Australian Capital Territory Bills Explanatory Statements

[Index] [Search] [Download] [Bill] [Help]


CRIMES (SENTENCING) AMENDMENT BILL 2024

2024






THE LEGISLATIVE ASSEMBLY FOR THE
AUSTRALIAN CAPITAL TERRITORY





CRIMES (SENTENCING) AMENDMENT BILL 2024






EXPLANATORY STATEMENT







Dr Marisa Paterson MLA
Member for Murrumbidgee

CRIMES (SENTENCING) AMENDMENT BILL 2024

The Bill is not a Significant Bill. Significant Bills are bills that have been assessed as likely to have significant engagement of human rights and require more detailed reasoning in relation to compatibility with the Human Rights Act 2004

This explanatory statement relates to the Crimes (Sentencing) Amendment Bill 2024. It has been prepared to assist the reader of the Bill prior to tabling the Bill in the ACT Legislative Assembly. This explanatory statement does not form part of the Bill and has not been endorsed by the Assembly. The statement is to provide assistance to the reader of the Bill and is to be read in conjunction with the Bill. What is said about a provision is not to be taken as an authoritative guide to the meaning of a provision, this being a task for the courts. 

PURPOSE

The purpose of the Crimes (Sentencing) Amendment Bill 2024 is to insert a new section that allows the court to consider a submission made by any party in a proceeding in regard to sentencing. This amendment seeks to address concerns raised that the sentencing submission practises favour the defence in the ACT since the High Court decision of Barbaro vs. The Queen [2014].

The sentencing court remains obliged to reach, and to give effect to, the court's own conclusion as to the appropriate sentence but can expect to be assisted in so doing by appropriate submissions of law.

This amendment will provide an opportunity for balance and transparency in sentencing practice.

_Request 1:_ Which High Court decision does the explanatory statement name in connection with concerns about sentencing submission practices?

_Extracted records:_
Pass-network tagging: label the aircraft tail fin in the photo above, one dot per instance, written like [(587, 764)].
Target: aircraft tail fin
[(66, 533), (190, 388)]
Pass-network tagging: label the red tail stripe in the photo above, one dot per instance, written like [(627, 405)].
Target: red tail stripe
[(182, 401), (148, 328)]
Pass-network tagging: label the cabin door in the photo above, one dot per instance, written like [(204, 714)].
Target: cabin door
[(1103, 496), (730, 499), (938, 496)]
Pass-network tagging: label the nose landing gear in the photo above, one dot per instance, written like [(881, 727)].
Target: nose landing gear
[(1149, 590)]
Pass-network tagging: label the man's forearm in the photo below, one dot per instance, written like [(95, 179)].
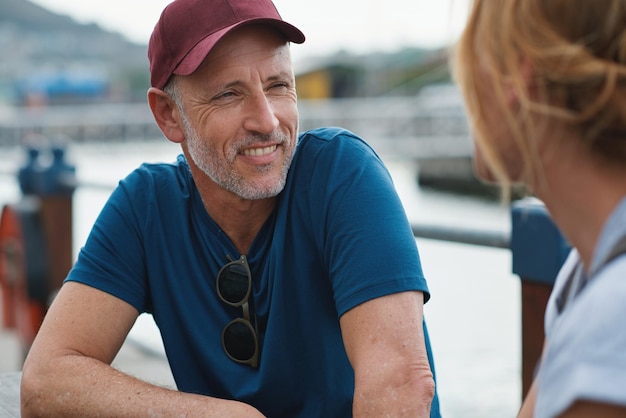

_Request 2:_ Count the lines in the entries that contain the word "gear", and reply with the number only.

_Full response 1:_ Barbaro vs. The Queen [2014]

_Full response 2:_ 2